[[ Quoted passage, beginning ]]

Israeli designed nanorobot antibodies aim to fight cancer

by | Nov 20, 2022 | Innovation | 0 comments

Antibodies are the fastest growing type of therapeutics. Since the commercialisation of the first therapeutic  antibody product in 1986, it has grown to become the dominant product class within the biopharmaceutical market. Originally based on animal or human antibodies, they were developed in laboratories and later mass produced, with their effectiveness being limited compared to the original antibodies. However, with technology advancing, new methods are being developed in generating antibodies in order to make them effective in dealing with various types of diseases.

Recent corona crisis brought to the forefront the topic of antibodies and their ability to fight a decease. Monoclonal antibodies (an antibody produced from a cell line made by cloning a unique white blood cell) have been used for many individuals with COVID-19 who are considered to be in a high risk category. And this treatment proved to be a lifesaver for them.  

Antibody treatment has emerged as a critical component of the anticancer arsenal. These treatments make use of their ability to target proteins that are only found on the surface of cancer cells. Many monoclonal antibodies that target a specific tumour cell surface protein and cause cellular death have been approved for therapeutic usage, and many more are being developed to improve its efficacy.

[[ Quoted passage, end ]]
[[ Record set, beginning ]]

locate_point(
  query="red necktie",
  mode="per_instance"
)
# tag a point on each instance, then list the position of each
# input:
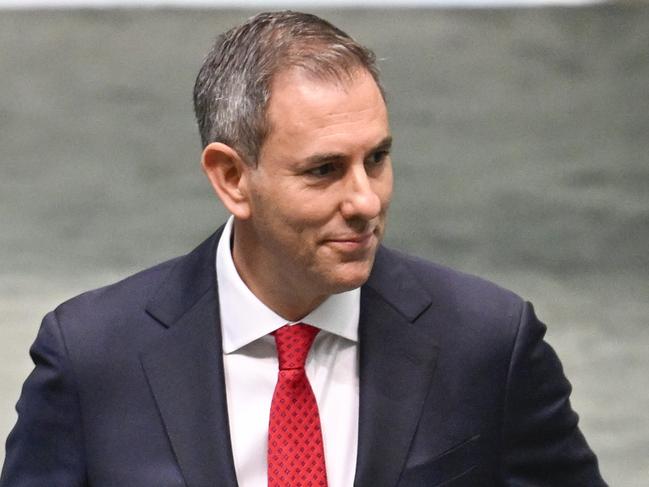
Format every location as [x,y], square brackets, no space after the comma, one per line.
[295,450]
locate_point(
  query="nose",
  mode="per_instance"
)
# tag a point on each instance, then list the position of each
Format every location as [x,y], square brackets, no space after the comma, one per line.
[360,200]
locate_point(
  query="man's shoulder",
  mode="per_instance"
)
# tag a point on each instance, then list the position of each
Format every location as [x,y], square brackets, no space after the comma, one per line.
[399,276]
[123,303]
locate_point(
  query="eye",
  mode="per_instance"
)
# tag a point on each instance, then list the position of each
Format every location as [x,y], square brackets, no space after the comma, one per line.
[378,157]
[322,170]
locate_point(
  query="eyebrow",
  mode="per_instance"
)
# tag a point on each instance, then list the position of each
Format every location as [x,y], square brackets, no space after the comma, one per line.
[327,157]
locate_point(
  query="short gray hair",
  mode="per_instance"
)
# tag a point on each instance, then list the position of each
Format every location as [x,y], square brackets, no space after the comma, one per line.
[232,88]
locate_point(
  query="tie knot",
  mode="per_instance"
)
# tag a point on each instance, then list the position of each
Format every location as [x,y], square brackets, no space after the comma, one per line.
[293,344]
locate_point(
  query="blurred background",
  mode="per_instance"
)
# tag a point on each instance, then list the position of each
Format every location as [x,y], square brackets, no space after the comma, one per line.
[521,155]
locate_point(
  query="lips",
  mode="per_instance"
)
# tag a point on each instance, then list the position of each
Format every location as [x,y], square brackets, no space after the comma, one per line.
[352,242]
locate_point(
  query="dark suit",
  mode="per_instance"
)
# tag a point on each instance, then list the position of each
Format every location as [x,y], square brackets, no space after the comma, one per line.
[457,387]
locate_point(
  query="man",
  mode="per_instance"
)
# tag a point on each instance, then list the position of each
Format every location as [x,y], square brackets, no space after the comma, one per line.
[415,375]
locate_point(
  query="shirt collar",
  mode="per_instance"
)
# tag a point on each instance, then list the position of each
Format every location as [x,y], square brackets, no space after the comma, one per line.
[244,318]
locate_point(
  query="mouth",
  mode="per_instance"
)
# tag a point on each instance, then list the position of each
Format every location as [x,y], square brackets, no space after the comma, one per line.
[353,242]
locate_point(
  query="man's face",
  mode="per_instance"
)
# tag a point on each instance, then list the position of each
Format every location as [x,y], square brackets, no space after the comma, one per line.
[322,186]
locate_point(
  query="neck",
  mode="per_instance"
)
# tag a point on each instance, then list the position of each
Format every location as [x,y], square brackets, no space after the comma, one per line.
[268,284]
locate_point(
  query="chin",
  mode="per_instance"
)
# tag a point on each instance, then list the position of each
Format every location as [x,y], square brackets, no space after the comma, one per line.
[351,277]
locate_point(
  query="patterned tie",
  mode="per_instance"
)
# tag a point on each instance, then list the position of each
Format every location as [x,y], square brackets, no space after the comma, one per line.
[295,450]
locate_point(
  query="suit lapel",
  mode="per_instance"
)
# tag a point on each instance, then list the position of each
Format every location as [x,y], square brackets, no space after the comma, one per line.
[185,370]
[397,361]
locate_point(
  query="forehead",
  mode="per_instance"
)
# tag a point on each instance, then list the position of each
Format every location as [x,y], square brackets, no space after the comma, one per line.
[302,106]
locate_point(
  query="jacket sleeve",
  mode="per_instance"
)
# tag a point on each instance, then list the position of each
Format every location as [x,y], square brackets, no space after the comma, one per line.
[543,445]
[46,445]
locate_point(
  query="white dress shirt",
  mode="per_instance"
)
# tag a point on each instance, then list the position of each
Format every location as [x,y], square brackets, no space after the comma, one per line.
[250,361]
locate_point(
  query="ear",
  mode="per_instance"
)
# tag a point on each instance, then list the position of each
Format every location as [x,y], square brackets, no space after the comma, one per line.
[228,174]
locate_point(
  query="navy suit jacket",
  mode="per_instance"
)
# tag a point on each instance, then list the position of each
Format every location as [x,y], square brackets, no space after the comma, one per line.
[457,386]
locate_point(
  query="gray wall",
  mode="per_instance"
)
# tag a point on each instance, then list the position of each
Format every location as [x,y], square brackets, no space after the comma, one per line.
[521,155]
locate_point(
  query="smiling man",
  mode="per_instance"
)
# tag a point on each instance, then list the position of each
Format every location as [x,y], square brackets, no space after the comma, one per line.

[[ Record set, end ]]

(Work instruction 1)
According to the article on nanorobot antibodies, in what year was the first therapeutic antibody product commercialized?
(Work instruction 2)
Return the passage of the article on nanorobot antibodies that begins at the words "Israeli designed nanorobot antibodies" and stops after the words "types of diseases.", copied without any changes.

(Answer box 1)
1986

(Answer box 2)
Israeli designed nanorobot antibodies aim to fight cancer

by | Nov 20, 2022 | Innovation | 0 comments

Antibodies are the fastest growing type of therapeutics. Since the commercialisation of the first therapeutic  antibody product in 1986, it has grown to become the dominant product class within the biopharmaceutical market. Originally based on animal or human antibodies, they were developed in laboratories and later mass produced, with their effectiveness being limited compared to the original antibodies. However, with technology advancing, new methods are being developed in generating antibodies in order to make them effective in dealing with various types of diseases.